__Source extract__:
....

During a casual conversation with a friend, I mentioned that it was a “tough” market we were in and quite a few things had changed. Her question: “What does that mean exactly?” prompted this blog. We thought there were other people out there that may want to know…”Is it still a good idea to buy a home?” The answer: YES! Definitely!! You just have to be patient, be smart, and most of all, be informed!!
1. Not only informing sellers and buyers of how the market is right now, but also convincing them.
We’ve had so many years of “easy to get” loans, that us Realtors have had to re-educate those in the current market on how it is. Those loans, the credit score loan, the interest only loan, the loan you could get by having a good score and showing 12 months of bank statements only, the no money down loan etc… no longer exist. In fact, most if not all of these loans, resulted in a lot of the fraud that occurred and contributed to the Real estate downfall.
2. Banks are making it hard for buyers’ to qualify for a mortgage.

....

__Data section__:
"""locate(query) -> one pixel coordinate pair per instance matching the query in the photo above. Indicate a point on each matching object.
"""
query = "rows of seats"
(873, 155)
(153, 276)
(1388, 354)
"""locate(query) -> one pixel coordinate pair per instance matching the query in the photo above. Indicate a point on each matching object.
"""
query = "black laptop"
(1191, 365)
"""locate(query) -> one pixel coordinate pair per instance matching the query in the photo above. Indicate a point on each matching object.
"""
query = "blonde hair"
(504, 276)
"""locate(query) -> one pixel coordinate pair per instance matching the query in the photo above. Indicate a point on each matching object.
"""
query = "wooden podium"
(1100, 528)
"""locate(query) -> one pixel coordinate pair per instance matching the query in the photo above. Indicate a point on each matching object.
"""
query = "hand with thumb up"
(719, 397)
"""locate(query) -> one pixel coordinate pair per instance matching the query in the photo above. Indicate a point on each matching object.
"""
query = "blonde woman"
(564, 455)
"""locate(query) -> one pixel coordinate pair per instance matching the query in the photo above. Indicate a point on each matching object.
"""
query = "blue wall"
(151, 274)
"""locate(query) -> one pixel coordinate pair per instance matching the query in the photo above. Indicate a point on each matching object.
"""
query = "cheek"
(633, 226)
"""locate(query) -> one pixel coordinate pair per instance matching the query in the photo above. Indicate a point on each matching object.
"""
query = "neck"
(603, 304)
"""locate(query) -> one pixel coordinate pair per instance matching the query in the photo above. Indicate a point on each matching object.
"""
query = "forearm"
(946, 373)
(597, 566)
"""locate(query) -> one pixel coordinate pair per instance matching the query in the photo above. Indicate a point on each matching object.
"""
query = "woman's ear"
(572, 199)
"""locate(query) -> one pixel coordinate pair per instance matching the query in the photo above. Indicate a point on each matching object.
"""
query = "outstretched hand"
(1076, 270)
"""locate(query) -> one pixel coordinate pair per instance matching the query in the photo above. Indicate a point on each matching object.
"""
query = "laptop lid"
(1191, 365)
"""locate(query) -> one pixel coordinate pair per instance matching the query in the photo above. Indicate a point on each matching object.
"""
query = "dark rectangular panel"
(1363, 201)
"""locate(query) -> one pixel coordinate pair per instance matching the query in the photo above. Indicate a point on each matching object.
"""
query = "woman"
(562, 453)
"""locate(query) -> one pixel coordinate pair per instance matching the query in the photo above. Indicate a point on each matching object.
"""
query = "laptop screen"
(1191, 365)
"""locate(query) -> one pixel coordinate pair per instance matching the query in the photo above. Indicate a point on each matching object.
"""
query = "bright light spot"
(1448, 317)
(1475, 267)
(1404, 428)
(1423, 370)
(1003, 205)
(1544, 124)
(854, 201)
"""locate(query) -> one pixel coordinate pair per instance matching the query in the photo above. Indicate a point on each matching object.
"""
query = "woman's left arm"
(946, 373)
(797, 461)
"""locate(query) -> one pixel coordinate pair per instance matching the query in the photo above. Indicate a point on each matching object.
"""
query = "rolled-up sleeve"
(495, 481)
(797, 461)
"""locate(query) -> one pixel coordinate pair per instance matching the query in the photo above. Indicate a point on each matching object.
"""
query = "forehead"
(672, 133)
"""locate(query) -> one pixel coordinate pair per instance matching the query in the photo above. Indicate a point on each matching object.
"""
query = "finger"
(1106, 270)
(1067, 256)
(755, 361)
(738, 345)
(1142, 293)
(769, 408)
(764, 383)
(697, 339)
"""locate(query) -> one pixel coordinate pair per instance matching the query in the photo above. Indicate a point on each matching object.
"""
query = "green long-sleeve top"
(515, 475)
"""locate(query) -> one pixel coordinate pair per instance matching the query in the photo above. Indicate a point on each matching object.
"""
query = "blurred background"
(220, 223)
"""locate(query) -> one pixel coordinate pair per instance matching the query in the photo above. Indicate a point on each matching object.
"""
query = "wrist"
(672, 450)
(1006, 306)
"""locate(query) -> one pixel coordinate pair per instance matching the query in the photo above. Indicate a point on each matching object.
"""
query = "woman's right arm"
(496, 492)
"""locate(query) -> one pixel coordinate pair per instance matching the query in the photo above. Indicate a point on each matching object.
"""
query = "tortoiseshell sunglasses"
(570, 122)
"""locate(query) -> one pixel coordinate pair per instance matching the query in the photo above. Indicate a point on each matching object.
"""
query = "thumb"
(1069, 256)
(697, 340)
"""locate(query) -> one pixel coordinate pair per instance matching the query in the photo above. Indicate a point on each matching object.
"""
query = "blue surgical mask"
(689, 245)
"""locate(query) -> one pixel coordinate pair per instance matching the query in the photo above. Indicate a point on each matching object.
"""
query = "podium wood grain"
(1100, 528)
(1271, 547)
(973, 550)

....

__Work request 1__: From the blog post on the housing market above, list every kind of loan it names as no longer existing.
__Work request 2__:
Decide whether each statement agrees with the blog post on the housing market. Answer yes or no for each, and quote the words from the post that decide it.
(a) A friend's question about what a "tough" market means led to the post.
(b) The post advises that buying a home is no longer a good idea.
(c) The post says banks are making it easy for buyers to qualify for a mortgage.
__Work request 3__: Continue the blog post on the housing market from its last line, the second numbered point.

__Written answer 1__:
- the credit score loan
- the interest only loan
- the loan you could get by having a good score and showing 12 months of bank statements only
- the no money down loan

__Written answer 2__:
(a) Yes: "Her question: “What does that mean exactly?” prompted this blog."
(b) No: "The answer: YES! Definitely!!"
(c) No: "Banks are making it hard for buyers’ to qualify for a mortgage."

__Written answer 3__:
It is a buyers’ market right now. Which should be a good thing if you’re a buyer. The problem is getting approved for a mortgage. Due to the high foreclosures and losses, banks are not so user friendly when loaning money now. The credit score limit has steadily increased from 580 to 640 and continues to climb. Banks are requiring more and more documentation from buyers’ to try and ensure the info they’re receiving is true and correct and not falsified. They have also limited many of the programs they were promoting like the ones mentioned in #1. Buying a home is already an emotional enough experience. All of this “extra” make it even harder.
3. Foreclosures are being repaired and marketed as “move-in” condition homes making them direct competition for a regular seller.
It used to be a known fact that if a home is a bank foreclosure, it’s gonna need work. The downside of that for banks is that most of the current buyers are getting qualified for the government loans such as FHA, Homepath, or VA. These loans require the home to be in a certain well maintained condition in order for the buyer to be able to purchase. HUD first noticed this and decided to allowed some of their inventory that were in good condition, to be sold to a buyer using insured FHA loans. This allowed the buyer to be able to add the monies needed to repair the home to the actual loan. Fannie Mae, Freddie Mac, Chase, and several other banks have went farther than that. They have actually started to repair many of their homes prior to putting it on the market. Many of these homes will feature anything from new carpet, paint, furnace to appliances as well. Most all homeowners have lost much of the equity in their home already, now, they are losing to foreclosures. As banks are still pricing their renovated homes at low foreclosure prices.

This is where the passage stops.